▶ **Required work**: Quote the records below in full, exactly as given, with the images taken out.

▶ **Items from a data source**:
★ ★ ★
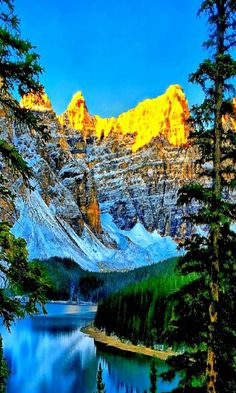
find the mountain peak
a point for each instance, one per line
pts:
(165, 115)
(36, 102)
(76, 115)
★ ★ ★
▶ **Solved exercise**:
find the mountain peak
a point for each instance, one per line
pts:
(165, 115)
(36, 102)
(76, 115)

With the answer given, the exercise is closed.